+++ EXCERPT TO READ +++
John Liver gives his verdict on the implications of the Walker review

Weak governance within some financial institutions is blamed for causing, or at least contributing, to the financial crisis. But the extent of this culpability, largely attributed to the way risk is handled by boards, is hotly debated. Regardless of where your loyalties lie, you cannot ignore the public’s unequivocal verdict: ‘It was the directors’ fault’.

In response to this Sir David Walker and his review, published on Thursday 16 July, offers a reprieve: an opportunity for the sector to put things right and, more importantly, to be seen to be doing so. This is why we agreed to contribute to the review, and remain optimistic that it can help the sector and wider economy to pull through the crisis and emerge stronger and more trusted than before.

What the Walker review means for financial institutions

Executive directors will be expected to provide better information to their boards on the future risks faced by their businesses. The aim is to help ensure the board has a more comprehensive understanding of proposed business strategies and, in particular, the nature of the inherent risks and how they will be managed. For some institutions this will require significant changes to their operations and governance, because in recent years more emphasis has been placed on retrospective risk reviews where boards have received a confirmation of the risks undertaken, and assurances on the way they were managed.

Information and reporting infrastructures have developed to support these backward-looking reviews. Consequently, the need to assess future risks will, in most cases, require changes to the composition (measurement and reporting) and flow of information to the board, with a corresponding increase in the ability of the board. There will also be increased pressure on the board, in particular non-executive directors, to comprehend that information and make use of it when reviewing future business strategies.

“For some institutions this will require significant changes to their operations and governance.

An important means to help facilitate this change will be the introduction of an independent risk committee. This will provide a focus for receiving and evaluating information on risks, including remuneration and bonus schemes, in support of board-level decisions on the level of risk it is prepared to accept and reporting that to shareholders. This will place more demands on the role of the non-executive director, and not just those who participate in this committee.

In addition to new reporting infrastructures, a greater level of sustained support (information, training, time and resource) will be provided for non-executive directors to augment their general business awareness. Walker identifies the need for this to be supplemented with a focus on risk insight, complemented by an external perspective.
+++ DATASET +++
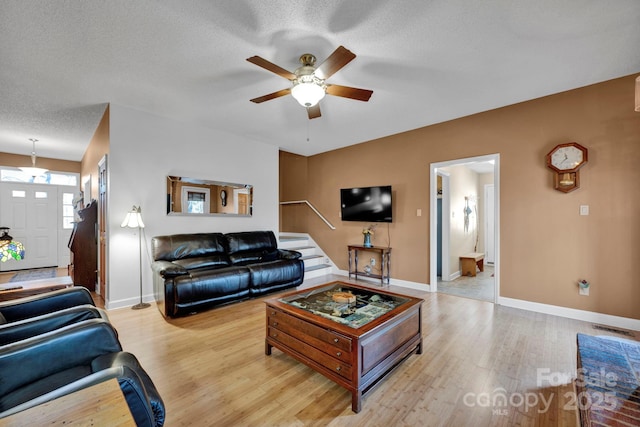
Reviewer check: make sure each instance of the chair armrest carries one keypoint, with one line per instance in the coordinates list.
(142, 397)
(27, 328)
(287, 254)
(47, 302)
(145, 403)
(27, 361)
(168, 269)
+++
(WHAT THE TASK ASKS)
Pick up the commentary on the Walker review after its final sentence and carry it forward.

(OUTPUT FOR THIS EXERCISE)
What it means for companies in other sectors

Unfortunately, there can be no containment of the effects of the financial crisis, but we believe there ought to be a confinement of the solution where possible. It is important that all due consideration should be given before any of the changes proposed by Walker are extended to other sectors. This is because the same extent of change may not be necessary for sectors outside banking and finance, especially in regards to corporate governance.

For example, it is unlikely in our view that other company sectors and respective infrastructures have to manage the same high level of systemic risk. So it follows that corporate governance and particularly risk management should have greater significance in banking and finance compared with other sectors.

“This will place more demands on the role of the non-executive director.

Ironically, if there was a cross-sector change in the regulation of these activities it could have the opposite effect to the one intended for the financial services sector. This is because it would involve tampering with a set of governance principles, enshrined in the UK’s Combined Code, which have successfully helped to promote good governance across most business sectors in the UK, together with requirement of the Companies Act 2006.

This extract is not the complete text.